On Wed, Mar 31, 2010 at 9:27 PM, Mashiah Davidson
<mashiah.davidson(a)gmail.com> wrote:
* Build a
graph of Wikipedia articles in the main namespace, with
wikilinks as vertexes. Since some pages are not reachable from other
pages, this is actually N disconnected graphs.
* Remove all edges which refer to disambiguation pages, date pages, or
lists
* Remove the graph which contains the main page
* Produce a list of all remaining graphs.
Is that roughly correct?
It is roughly correct description of one of Golem's processing stages.
Well, I just did the experiment for German Wikipedia, using page_id
pairs in a temporary, non-memory table. In my user database (on the
same server as dewiki_p):
mysql> create temporary table delinks ( pid1 INTEGER , pid2 INTEGER )

_ _ _ _

**Requirement 1:** Reproduce the passage of the Wikipedia link graph thread between "On Wed, Mar" and "Golem's processing stages.", inclusive.
**Requirement 2:** Carry on the Wikipedia link graph thread from the point where it stops.

**Data extract:**

_ _ _ _

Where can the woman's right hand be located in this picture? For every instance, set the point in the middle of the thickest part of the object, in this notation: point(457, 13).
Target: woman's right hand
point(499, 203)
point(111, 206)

_ _ _ _

**Final answer 1:**
On Wed, Mar 31, 2010 at 9:27 PM, Mashiah Davidson
<mashiah.davidson(a)gmail.com> wrote:
* Build a
graph of Wikipedia articles in the main namespace, with
wikilinks as vertexes. Since some pages are not reachable from other
pages, this is actually N disconnected graphs.
* Remove all edges which refer to disambiguation pages, date pages, or
lists
* Remove the graph which contains the main page
* Produce a list of all remaining graphs.
Is that roughly correct?
It is roughly correct description of one of Golem's processing stages.

**Final answer 2:**
ENGINE=InnoDB ;
mysql> INSERT /* SLOW_OK */ INTO delinks ( pid1,pid2 ) select
p1.page_id AS pid1,p2.page_id AS pod2 from dewiki_p.page AS
p1,dewiki_p.page AS p2,dewiki_p.pagelinks WHERE pl_title=p2.page_title
and p2.page_namespace=0 and pl_namespace=0 and p1.page_id=pl_from and
p1.page_namespace=0 ;
Query OK, 34964160 rows affected (32 min 59.29 sec)
Records: 34964160 Duplicates: 0 Warnings: 0
So, 35 million link pairs between namespace-0 pages, created in 33
minutes (~1 million links per minute). That's not too bad for our #2
wikipedia, and seems perfectly managable.
Depending on your usage, now add indices and spices :-)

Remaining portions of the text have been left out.